══ Text block ══

The study by a team of Columbia University Medical Center (CUMC) researchers, conducted in postmortem human brain cells and in mice, also offers the strongest causal evidence that age-related memory loss and Alzheimer's disease are distinct conditions
The current study was designed to look for more direct evidence that age-related memory loss differs from Alzheimer's disease.
The researchers began by performing microarray (gene expression) analyses of postmortem brain cells from the dentate gyrus (DG) of eight people, ages 33 to 88, all of whom were free of brain disease. The team also analyzed cells from their entorhinal cortex (EC), which served as controls since that brain structure is unaffected by aging. The analyses identified 17 candidate genes that might be related to aging in the DG.
The most significant changes occurred in a gene called RbAp48, whose expression declined steadily with aging across the study subjects.
"The first question was whether RbAp48 is downregulated in aged mice, and indeed, that turned out to be the case-there was a reduction of RbAp48 protein in the DG, lead author Elias Pavlopoulos, PhD, associate research scientist in neuroscience at CUMC said.
When the researchers genetically inhibited RbAp48 in the brains of healthy young mice, they found the same memory loss as in aged mice, as measured by novel object recognition and water maze memory tests. When RbAp48 inhibition was turned off, the mice's memory returned to normal.
The researchers also did functional MRI (fMRI) studies of the mice with inhibited RbAp48 and found a selective effect in the DG, similar to that seen in fMRI studies of aged mice, monkeys, and humans.

═══
══ Dataset content ══

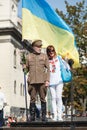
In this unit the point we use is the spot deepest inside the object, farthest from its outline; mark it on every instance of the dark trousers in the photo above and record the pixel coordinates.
(1, 118)
(33, 89)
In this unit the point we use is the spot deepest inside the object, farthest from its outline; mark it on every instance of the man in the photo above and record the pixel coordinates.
(38, 79)
(2, 105)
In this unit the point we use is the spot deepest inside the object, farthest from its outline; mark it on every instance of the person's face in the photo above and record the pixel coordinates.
(51, 52)
(37, 49)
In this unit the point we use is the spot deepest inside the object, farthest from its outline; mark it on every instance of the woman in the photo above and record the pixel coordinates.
(56, 83)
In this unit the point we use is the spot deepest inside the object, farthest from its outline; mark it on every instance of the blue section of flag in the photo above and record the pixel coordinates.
(41, 9)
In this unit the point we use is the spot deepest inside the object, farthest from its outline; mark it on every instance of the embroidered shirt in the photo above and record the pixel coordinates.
(55, 73)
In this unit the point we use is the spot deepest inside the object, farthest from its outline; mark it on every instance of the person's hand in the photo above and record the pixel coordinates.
(47, 83)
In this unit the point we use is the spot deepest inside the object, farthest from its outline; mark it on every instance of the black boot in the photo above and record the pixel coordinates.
(32, 111)
(43, 108)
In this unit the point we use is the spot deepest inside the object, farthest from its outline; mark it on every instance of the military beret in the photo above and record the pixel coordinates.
(37, 43)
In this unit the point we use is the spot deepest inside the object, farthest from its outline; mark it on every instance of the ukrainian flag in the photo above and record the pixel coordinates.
(40, 21)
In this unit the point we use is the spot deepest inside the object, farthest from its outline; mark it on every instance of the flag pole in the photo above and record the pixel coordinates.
(25, 90)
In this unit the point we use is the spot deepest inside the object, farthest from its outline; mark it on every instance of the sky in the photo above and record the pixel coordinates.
(60, 4)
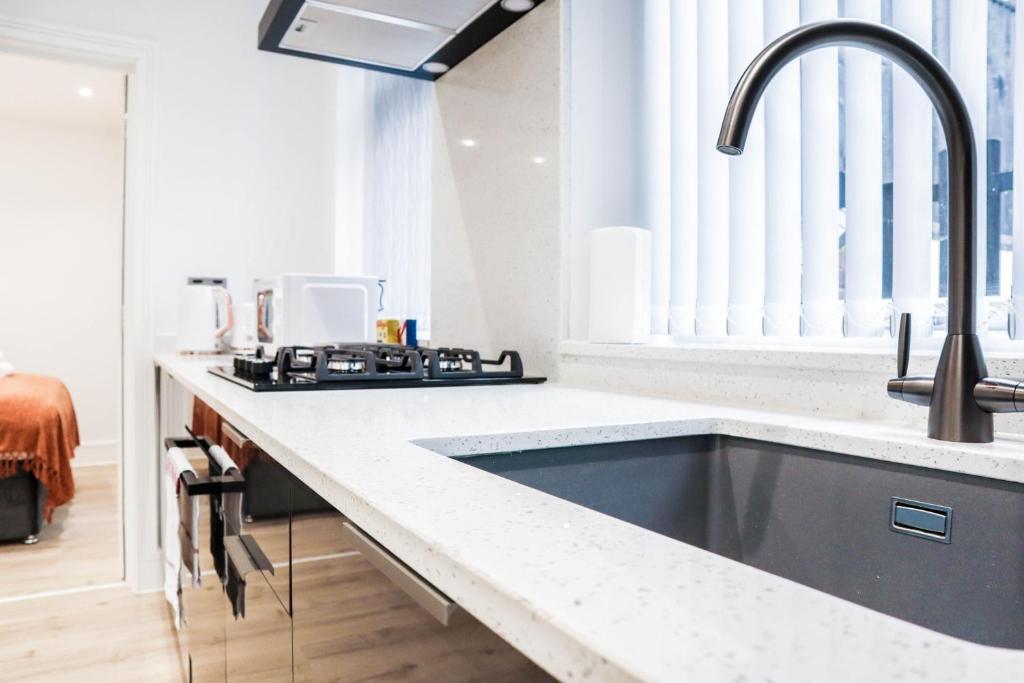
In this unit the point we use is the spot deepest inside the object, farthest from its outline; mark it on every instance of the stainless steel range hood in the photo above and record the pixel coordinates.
(417, 38)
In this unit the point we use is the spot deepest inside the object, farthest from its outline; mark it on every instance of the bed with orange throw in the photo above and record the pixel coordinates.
(38, 437)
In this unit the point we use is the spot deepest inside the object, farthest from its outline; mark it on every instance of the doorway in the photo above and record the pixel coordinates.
(61, 237)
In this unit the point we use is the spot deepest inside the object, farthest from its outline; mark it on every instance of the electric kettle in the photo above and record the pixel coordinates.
(204, 315)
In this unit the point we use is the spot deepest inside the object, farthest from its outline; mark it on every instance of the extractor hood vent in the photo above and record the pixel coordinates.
(418, 38)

═══

▸ **Exercise requirements**:
1. List every abbreviation that the memory-loss study text spells out in parentheses, each with its full form.
2. Reproduce the stretch of the memory-loss study text from "The researchers also" through "monkeys, and humans.".
3. Answer from the memory-loss study text:
(a) How many people's postmortem brain cells were analyzed, and what was their age range?
(b) How many candidate genes did the analyses identify?
(c) Which two tests measured memory in the mice?

▸ **Responses by item number**:
1.
CUMC: Columbia University Medical Center
DG: dentate gyrus
EC: entorhinal cortex
fMRI: functional MRI

2.
The researchers also did functional MRI (fMRI) studies of the mice with inhibited RbAp48 and found a selective effect in the DG, similar to that seen in fMRI studies of aged mice, monkeys, and humans.

3.
(a) Eight people, ages 33 to 88.
(b) 17 candidate genes.
(c) Novel object recognition and water maze memory tests.